__Your task__. In all of the lines below, switch "Annotation guideline" to "Labeling rule" and leave every other word unchanged. Rewrite the lines with that change, omitting the pictures.

[Photo object pointing lines]
-- Begin --

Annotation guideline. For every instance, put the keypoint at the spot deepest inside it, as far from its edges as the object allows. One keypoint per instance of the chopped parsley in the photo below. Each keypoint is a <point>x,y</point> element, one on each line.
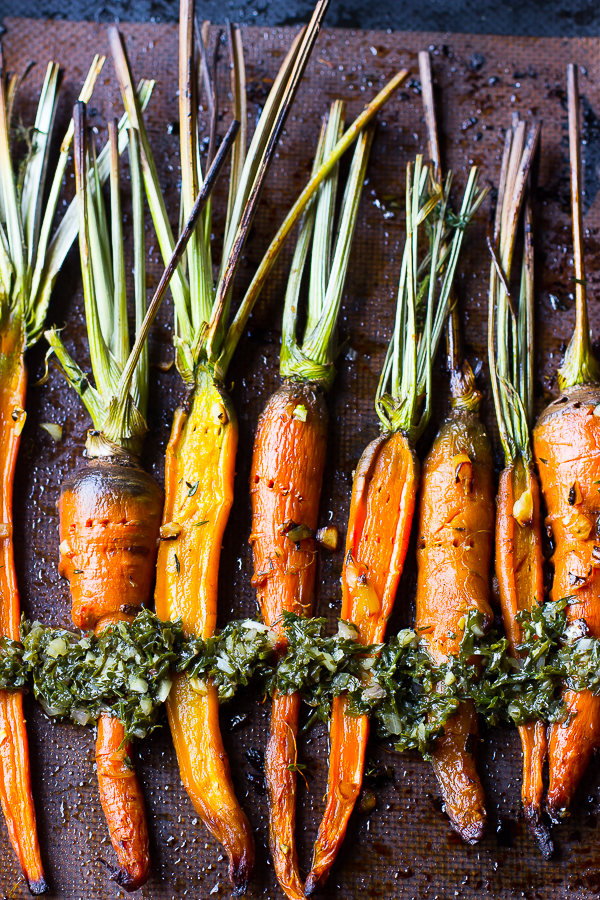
<point>127,670</point>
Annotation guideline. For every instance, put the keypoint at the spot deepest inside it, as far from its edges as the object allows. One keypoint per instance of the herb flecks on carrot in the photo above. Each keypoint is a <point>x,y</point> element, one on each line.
<point>386,481</point>
<point>29,264</point>
<point>289,461</point>
<point>518,543</point>
<point>110,510</point>
<point>204,435</point>
<point>566,448</point>
<point>565,443</point>
<point>454,546</point>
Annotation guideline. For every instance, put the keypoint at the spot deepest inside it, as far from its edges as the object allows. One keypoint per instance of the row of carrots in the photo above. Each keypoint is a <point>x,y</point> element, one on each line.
<point>113,516</point>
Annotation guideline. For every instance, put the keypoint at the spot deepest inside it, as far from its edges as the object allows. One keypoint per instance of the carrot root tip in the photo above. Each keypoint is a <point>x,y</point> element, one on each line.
<point>240,873</point>
<point>123,878</point>
<point>540,832</point>
<point>311,884</point>
<point>471,832</point>
<point>37,887</point>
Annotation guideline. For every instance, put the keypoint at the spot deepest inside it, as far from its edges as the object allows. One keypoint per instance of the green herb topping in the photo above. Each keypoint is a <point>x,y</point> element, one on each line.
<point>127,671</point>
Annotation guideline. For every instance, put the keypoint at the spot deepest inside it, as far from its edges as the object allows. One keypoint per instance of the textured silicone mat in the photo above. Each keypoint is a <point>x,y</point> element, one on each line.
<point>404,848</point>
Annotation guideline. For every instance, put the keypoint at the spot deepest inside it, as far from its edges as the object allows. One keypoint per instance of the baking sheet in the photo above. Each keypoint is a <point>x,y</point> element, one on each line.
<point>404,848</point>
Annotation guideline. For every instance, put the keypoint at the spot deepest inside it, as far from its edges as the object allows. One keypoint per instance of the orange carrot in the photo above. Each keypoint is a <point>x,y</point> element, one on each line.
<point>203,355</point>
<point>387,479</point>
<point>285,488</point>
<point>29,264</point>
<point>15,780</point>
<point>120,792</point>
<point>565,447</point>
<point>110,510</point>
<point>384,491</point>
<point>454,552</point>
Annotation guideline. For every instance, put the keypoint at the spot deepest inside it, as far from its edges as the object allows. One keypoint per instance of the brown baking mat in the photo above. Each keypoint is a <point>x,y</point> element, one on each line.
<point>404,848</point>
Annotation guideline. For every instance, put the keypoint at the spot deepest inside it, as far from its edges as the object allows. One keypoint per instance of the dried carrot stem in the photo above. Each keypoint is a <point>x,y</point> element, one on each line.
<point>199,476</point>
<point>454,552</point>
<point>386,483</point>
<point>15,778</point>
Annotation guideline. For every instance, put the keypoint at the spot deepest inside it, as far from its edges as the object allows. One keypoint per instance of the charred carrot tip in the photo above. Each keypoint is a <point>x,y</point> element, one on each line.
<point>540,831</point>
<point>240,873</point>
<point>125,879</point>
<point>473,832</point>
<point>37,887</point>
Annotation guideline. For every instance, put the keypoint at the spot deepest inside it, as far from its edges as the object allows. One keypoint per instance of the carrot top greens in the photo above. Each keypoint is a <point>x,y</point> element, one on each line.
<point>403,399</point>
<point>118,424</point>
<point>313,360</point>
<point>29,258</point>
<point>510,326</point>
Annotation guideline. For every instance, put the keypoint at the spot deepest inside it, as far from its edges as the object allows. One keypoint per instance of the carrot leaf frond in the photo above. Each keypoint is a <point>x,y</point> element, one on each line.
<point>26,216</point>
<point>240,319</point>
<point>510,323</point>
<point>51,254</point>
<point>579,365</point>
<point>76,377</point>
<point>403,398</point>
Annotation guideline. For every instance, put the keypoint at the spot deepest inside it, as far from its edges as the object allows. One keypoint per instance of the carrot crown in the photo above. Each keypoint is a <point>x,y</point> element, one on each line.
<point>330,253</point>
<point>201,305</point>
<point>510,326</point>
<point>403,399</point>
<point>29,259</point>
<point>579,365</point>
<point>118,415</point>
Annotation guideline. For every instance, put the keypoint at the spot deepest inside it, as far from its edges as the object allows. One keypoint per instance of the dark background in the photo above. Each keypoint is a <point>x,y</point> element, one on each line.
<point>569,18</point>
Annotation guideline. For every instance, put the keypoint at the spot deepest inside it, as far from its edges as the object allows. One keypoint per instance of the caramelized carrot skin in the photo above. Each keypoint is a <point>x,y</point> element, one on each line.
<point>15,776</point>
<point>566,444</point>
<point>281,786</point>
<point>199,476</point>
<point>381,512</point>
<point>454,551</point>
<point>110,514</point>
<point>519,570</point>
<point>121,796</point>
<point>109,519</point>
<point>285,487</point>
<point>453,762</point>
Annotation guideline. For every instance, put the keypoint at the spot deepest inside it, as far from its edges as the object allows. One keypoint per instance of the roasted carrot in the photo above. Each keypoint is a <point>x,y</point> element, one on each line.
<point>386,482</point>
<point>110,510</point>
<point>454,547</point>
<point>565,441</point>
<point>203,355</point>
<point>29,263</point>
<point>201,454</point>
<point>518,556</point>
<point>288,464</point>
<point>454,552</point>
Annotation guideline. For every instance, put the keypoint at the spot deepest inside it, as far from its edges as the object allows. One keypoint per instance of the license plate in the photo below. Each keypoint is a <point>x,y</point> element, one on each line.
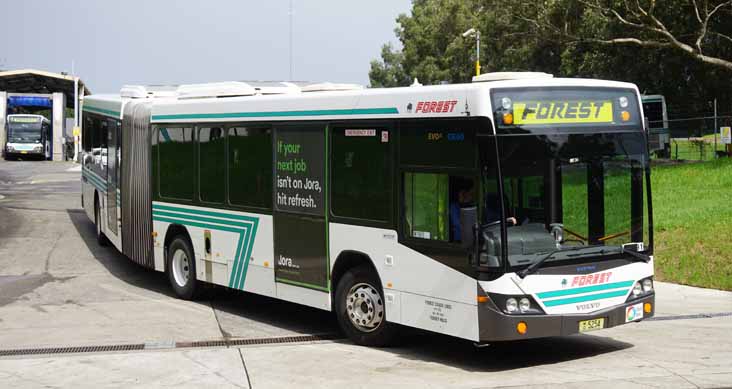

-- End --

__Result for this task__.
Labeling rule. For every instance, put the keypoint at the spot deepest inside it, as far from its edges as the object allows. One keypoint per instance of the chopped parsley in the photo below. Each keypoint is a <point>x,y</point> element, one on each line.
<point>127,670</point>
Labeling rule. For every instance, put the keypoint at the spot deepest inside it, as far from its edges as the object allows. One keypoint per instance of the herb flecks on carrot in the photo above. Each keypoint is a <point>x,y</point> element, one on each line.
<point>386,481</point>
<point>29,264</point>
<point>289,461</point>
<point>518,543</point>
<point>110,510</point>
<point>204,435</point>
<point>566,448</point>
<point>565,443</point>
<point>454,546</point>
Labeling rule. For every instance, put the keypoint at the spot deepest inside it, as far from its edges as the object allows. One keypoint per instance of the row of carrots in the photo above. Each keypoint is a <point>x,y</point> element, one on each line.
<point>113,516</point>
Labeling rule. For every instance, put the keypoint at the spot deepest inside it, as far from its edges as the object allows. One keypoint per instance of the carrot root tip in the photo above. Each keypoint is a <point>x,y</point> element, one on each line.
<point>240,873</point>
<point>123,878</point>
<point>540,832</point>
<point>311,884</point>
<point>471,832</point>
<point>37,887</point>
Labeling rule. For every instance, put the keypoint at the spot deepest inside it, as far from its edges as the object allows. One keypoint per instance of the green herb topping in the photo above. Each keypoint is a <point>x,y</point> element, one on each line.
<point>127,671</point>
Labeling rule. For every instance, put the keypoint at the spot deepest inside it, as far from its edges as the object allows. One keypoint per instance of the textured silicone mat in the photo above. Each keypoint is a <point>x,y</point> element, one on each line.
<point>404,848</point>
Labeling rule. For every instance, put the keypoint at the spot deepest inside it, as far from its edges as the object allows. One keypoint per instance of the baking sheet in the photo above. Each keypoint is a <point>x,y</point> element, one on each line.
<point>404,848</point>
Labeling rule. For every instance, put the keypoint at the spot deepest inside it, as far from its edges as the object allows. One keypoint per instance of the orange carrot in the photo above. Each keypoint is a <point>x,y</point> element, one on each line.
<point>203,355</point>
<point>387,479</point>
<point>285,488</point>
<point>29,264</point>
<point>15,780</point>
<point>120,792</point>
<point>565,447</point>
<point>110,510</point>
<point>384,491</point>
<point>454,552</point>
Labeling rule. For every instance, put the keypoint at the spot deepest inside it, as far from its edges as the object allows. One keypoint per instance of the brown baking mat in the photo above. Each keypoint is a <point>x,y</point> element, one on each line.
<point>404,848</point>
Labeling rule. For every instance, put the keypoint at the spot deepest inside it, as far from its edges as the object allows. One keypoint per instance of the dried carrot stem in the photo above. Each keypoint is a <point>x,y</point> element, one on each line.
<point>199,476</point>
<point>454,552</point>
<point>386,483</point>
<point>15,778</point>
Labeling rule. For every instance, put the keypoint at the spot deepest inside it, as far from its edges as the object allows. One keypoint per instance of the charred carrot tip in the photo above. Each keypoint is a <point>x,y</point> element, one on each line.
<point>540,831</point>
<point>240,873</point>
<point>125,879</point>
<point>473,832</point>
<point>37,887</point>
Labeling rule. For every instance, put the keypoint at the spot deepest inside it, as far from its edges as the object allows. One keypoint per instance of the carrot top greens in the photo above. Each keypoint is a <point>x,y</point> element, one on each line.
<point>403,399</point>
<point>118,424</point>
<point>313,360</point>
<point>29,258</point>
<point>510,326</point>
Labeling rule. For every instance, put the keypoint at the spot deepest inside it, as far from its edges as the object allows. One keypoint per instance of the carrot leaf frond in the photo above. Each keypoint is a <point>x,y</point> element, one on each line.
<point>26,216</point>
<point>240,319</point>
<point>510,323</point>
<point>51,254</point>
<point>579,365</point>
<point>76,377</point>
<point>403,398</point>
Labeling rule. For every instance, put the keypoint at the spot deepest inside it, as far from its edges as the object allows. One keypoint per instance of the carrot crown in the photo above. Each keypoint is a <point>x,y</point> element, one on each line.
<point>330,253</point>
<point>201,305</point>
<point>510,326</point>
<point>403,399</point>
<point>29,259</point>
<point>579,365</point>
<point>118,415</point>
Labeling rule. For every instance, put the keypoint at the spot deepest inside it, as far from its edges as the object allows. One keypoint per instance of the dark background in the photo above. Each keypoint is a <point>x,y</point> element, one on each line.
<point>569,18</point>
Labeling rule. For every instance, put the keypoint at the spot deepest inside it, as far from its edges as the object allows. One keypoint per instance of the caramelized carrot skin in the photo above. Each keypoint is a <point>x,y</point> element, one on each line.
<point>15,776</point>
<point>566,444</point>
<point>281,786</point>
<point>199,476</point>
<point>381,512</point>
<point>454,551</point>
<point>110,514</point>
<point>519,570</point>
<point>121,796</point>
<point>109,519</point>
<point>285,487</point>
<point>453,762</point>
Labeling rule. For every instance, put the keypoint at the spot deepest inside it, as far from its edges as the object allows. One keypoint per instance of the roasted carrot in the photo above. Each keypoint is a <point>x,y</point> element, one on each line.
<point>386,482</point>
<point>110,510</point>
<point>454,547</point>
<point>565,441</point>
<point>203,355</point>
<point>29,263</point>
<point>201,454</point>
<point>518,556</point>
<point>288,464</point>
<point>454,552</point>
Labeling rule. For every instance, put the keypoint at the spot deepest inside it, as far from its edges as the object allows. One keypoint per instance of the license plate in the photo below. Each keypoint is a <point>x,y</point> element, one on each line.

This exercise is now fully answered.